**SELECTED PASSAGE**.
When the option is not specified, the default behavior correponds to setting enabled.
bind-nonrecursive bind-nonrecursive is deprecated since Docker Engine v25.0. Use bind-recursiveinstead.

A value is optional:

  • true or 1: Equivalent to bind-recursive=disabled.
  • false or 0: Equivalent to bind-recursive=enabled.
Bind propagation

Bind propagation refers to whether or not mounts created within a given bind mount or named volume can be propagated to replicas of that mount. Consider a mount point /mnt, which is also mounted on /tmp. The propagation settings control whether a mount on /tmp/a would also be available on /mnt/a. Each propagation setting has a recursive counterpoint. In the case of recursion, consider that /tmp/a is also mounted as /foo. The propagation settings control whether /mnt/a and/or /tmp/a would exist.

The bind-propagation option defaults to rprivate for both bind mounts and volume mounts, and is only configurable for bind mounts. In other words, named volumes do not support bind propagation.

  • shared: Sub-mounts of the original mount are exposed to replica mounts, and sub-mounts of replica mounts are also propagated to the original mount.
  • slave: similar to a shared mount, but only in one direction. If the original mount exposes a sub-mount, the replica mount can see it. However, if the replica mount exposes a sub-mount, the original mount cannot see it.
  • private: The mount is private. Sub-mounts within it are not exposed to replica mounts, and sub-mounts of replica mounts are not exposed to the original mount.
  • rshared: The same as shared, but the propagation also extends to and from mount points nested within any of the original or replica mount points.
  • rslave: The same as slave, but the propagation also extends to and from mount points nested within any of the original or replica mount points.
  • rprivate: The default. The same as private, meaning that no mount points anywhere within the original or replica mount points propagate in either direction.

For more information about bind propagation, see the Linux kernel documentation for shared subtree.

Options for named volumes

The following options can only be used for named volumes (type=volume):

Option Description
volume-driver

Name of the volume-driver plugin to use for the volume. Defaults to "local", to use the local volume driver to create the volume if the volume does not exist.

volume-label One or more custom metadata ("labels") to apply to the volume upon creation. For example, volume-label=mylabel=hello-world,my-other-label=hello-mars. For more information about labels, refer to apply custom metadata.

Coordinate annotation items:
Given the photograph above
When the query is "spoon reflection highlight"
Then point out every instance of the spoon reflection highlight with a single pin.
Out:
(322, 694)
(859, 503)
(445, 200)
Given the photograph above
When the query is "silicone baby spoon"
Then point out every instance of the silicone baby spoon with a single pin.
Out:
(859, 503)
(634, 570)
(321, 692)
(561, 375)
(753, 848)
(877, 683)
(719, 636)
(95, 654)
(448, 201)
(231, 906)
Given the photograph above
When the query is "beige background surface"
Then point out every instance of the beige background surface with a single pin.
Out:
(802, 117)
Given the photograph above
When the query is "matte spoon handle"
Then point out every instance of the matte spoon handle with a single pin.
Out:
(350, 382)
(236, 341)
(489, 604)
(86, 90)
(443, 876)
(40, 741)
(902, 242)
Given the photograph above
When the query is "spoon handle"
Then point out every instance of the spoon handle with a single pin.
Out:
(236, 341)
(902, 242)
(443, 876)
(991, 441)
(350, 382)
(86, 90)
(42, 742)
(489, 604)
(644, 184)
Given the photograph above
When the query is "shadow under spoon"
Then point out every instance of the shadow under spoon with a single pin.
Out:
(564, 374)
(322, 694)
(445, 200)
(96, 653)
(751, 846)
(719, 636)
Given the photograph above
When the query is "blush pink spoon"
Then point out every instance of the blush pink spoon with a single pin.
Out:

**AIM 1**. Duplicate the part of the Docker mount options passage starting with "When the option" and going on through "Equivalent to bind-recursive=disabled.".
**AIM 2**. Go on with the Docker mount options passage from the point at which it stops.
The items are separate material and have no connection to the Docker mount options passage.

**TASK OUTPUT 1**.
When the option is not specified, the default behavior correponds to setting enabled.
bind-nonrecursive bind-nonrecursive is deprecated since Docker Engine v25.0. Use bind-recursiveinstead.

A value is optional:

  • true or 1: Equivalent to bind-recursive=disabled.

**TASK OUTPUT 2**.
volume-nocopy By default, if you attach an empty volume to a container, and files or directories already existed at the mount-path in the container (dst), the Engine copies those files and directories into the volume, allowing the host to access them. Set volume-nocopy to disable copying files from the container's filesystem to the volume and mount the empty volume.

A value is optional:

  • true or 1: Default if you do not provide a value. Disables copying.
  • false or 0: Enables copying.
volume-opt Options specific to a given volume driver, which will be passed to the driver when creating the volume. Options are provided as a comma-separated list of key/value pairs, for example, volume-opt=some-option=some-value,volume-opt=some-other-option=some-other-value. For available options for a given driver, refer to that driver's documentation.

Options for tmpfs

The following options can only be used for tmpfs mounts (type=tmpfs);

Option Description
tmpfs-size Size of the tmpfs mount in bytes. Unlimited by default in Linux.
tmpfs-mode File mode of the tmpfs in octal. (e.g. "700" or "0700".) Defaults to "1777" in Linux.

Differences between "--mount" and "--volume"

The --mount flag supports most options that are supported by the -v or --volume flag for docker run, with some important exceptions:

  • The --mount flag allows you to specify a volume driver and volume driver options per volume, without creating the volumes in advance. In contrast, docker run allows you to specify a single volume driver which is shared by all volumes, using the --volume-driver flag.

  • The --mount flag allows you to specify custom metadata ("labels") for a volume, before the volume is created.

  • When you use --mount with type=bind, the host-path must refer to an existing path on the host. The path will not be created for you and the service will fail with an error if the path does not exist.

  • The --mount flag does not allow you to relabel a volume with Z or z flags, which are used for selinux labeling.

Create a service using a named volume

The following example creates a service that uses a named volume:

$ docker service create \
  --name my-service \
  --replicas 3 \
  --mount type=volume,source=my-volume,destination=/path/in/container,volume-label="color=red",volume-label="shape=round" \
  nginx:alpine

For each replica of the service, the engine requests a volume named "my-volume" from the default ("local") volume driver where the task is deployed. If the volume does not exist, the engine creates a new volume and applies the "color" and "shape" labels.

When the task is started, the volume is mounted on /path/in/container/ inside the container.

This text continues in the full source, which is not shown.